■ COMPITO:
Secondo il testo sulla crisi economica europea, a quanto ammontano le misure dei governi europei per contenere i costi delle commodities e dei redditi?

■ TESTO DI STUDIO:

Le misure di contenimento dei costi delle commodities e dei redditi (di tutti i redditi) dei governi europei ammontano a 315 mld, la metà delle risorse europee destinate a Next Generation EU. Si ripete il film del 2009: gli Stati sono lasciati soli davanti alla crisi che potrebbe intaccare quasi il 30 percento della struttura economica.
La dinamica della crisi è impressionante. Rispetto ad aprile tutti i principali indicatori economici sono peggiorati, con una velocità che non ha precedenti storici, al netto della pandemia. I più recenti report internazionali delineano per il 2023 una crescita negativa e/o prossima allo zero. Sono vere queste previsioni? Se la velocità di decrescita degli indicatori economici di questi ultimi quattro mesi avesse la stessa dinamica nei mesi avvenire, nella migliore delle ipotesi il Pil nazionale sarebbe pari a zero per l’Italia e l’Europa, ma potrebbe anche andare peggio se le istituzioni che “governano” l’Europa continuassero nel loro silenzio e lasciassero gli Stati da soli davanti alla tempesta perfetta che combina crisi reale e, successivamente, crisi finanziaria.

■ Voci salvate:
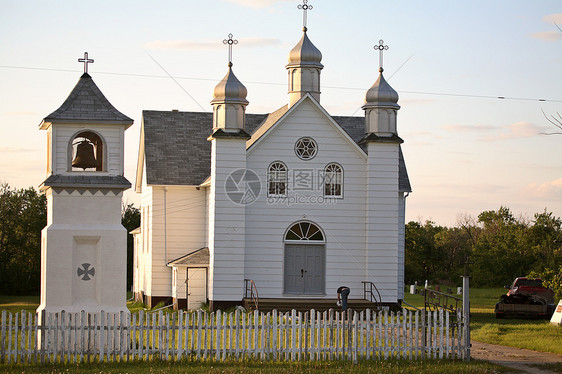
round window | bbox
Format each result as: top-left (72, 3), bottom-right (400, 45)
top-left (295, 138), bottom-right (318, 160)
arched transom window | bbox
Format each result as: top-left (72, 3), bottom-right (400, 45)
top-left (324, 164), bottom-right (343, 197)
top-left (267, 161), bottom-right (287, 196)
top-left (285, 222), bottom-right (324, 242)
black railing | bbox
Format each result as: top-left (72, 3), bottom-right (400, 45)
top-left (424, 288), bottom-right (462, 314)
top-left (244, 279), bottom-right (260, 310)
top-left (361, 281), bottom-right (382, 310)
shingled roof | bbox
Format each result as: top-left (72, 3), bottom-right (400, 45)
top-left (42, 73), bottom-right (133, 125)
top-left (141, 105), bottom-right (412, 192)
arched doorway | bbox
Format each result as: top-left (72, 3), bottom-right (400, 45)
top-left (283, 221), bottom-right (326, 295)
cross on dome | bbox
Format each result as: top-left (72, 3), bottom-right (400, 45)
top-left (78, 52), bottom-right (94, 74)
top-left (297, 0), bottom-right (312, 31)
top-left (222, 34), bottom-right (238, 66)
top-left (373, 39), bottom-right (388, 69)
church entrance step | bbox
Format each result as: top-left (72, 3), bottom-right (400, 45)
top-left (244, 298), bottom-right (377, 313)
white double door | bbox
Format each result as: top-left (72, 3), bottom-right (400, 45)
top-left (284, 244), bottom-right (326, 295)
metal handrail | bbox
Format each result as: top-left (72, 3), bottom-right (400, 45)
top-left (361, 281), bottom-right (382, 310)
top-left (424, 288), bottom-right (462, 313)
top-left (244, 279), bottom-right (260, 310)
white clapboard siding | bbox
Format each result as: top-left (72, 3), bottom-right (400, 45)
top-left (245, 100), bottom-right (368, 298)
top-left (0, 309), bottom-right (469, 364)
top-left (141, 186), bottom-right (207, 296)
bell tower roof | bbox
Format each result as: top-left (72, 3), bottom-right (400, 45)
top-left (40, 72), bottom-right (133, 128)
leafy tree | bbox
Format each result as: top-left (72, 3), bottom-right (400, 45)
top-left (405, 221), bottom-right (445, 283)
top-left (0, 183), bottom-right (47, 295)
top-left (472, 207), bottom-right (531, 287)
top-left (121, 204), bottom-right (140, 289)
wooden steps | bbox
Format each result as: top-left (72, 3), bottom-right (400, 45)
top-left (244, 298), bottom-right (377, 313)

■ RISPOSTA SCRITTA:
A 315 miliardi, la metà delle risorse europee destinate a Next Generation EU.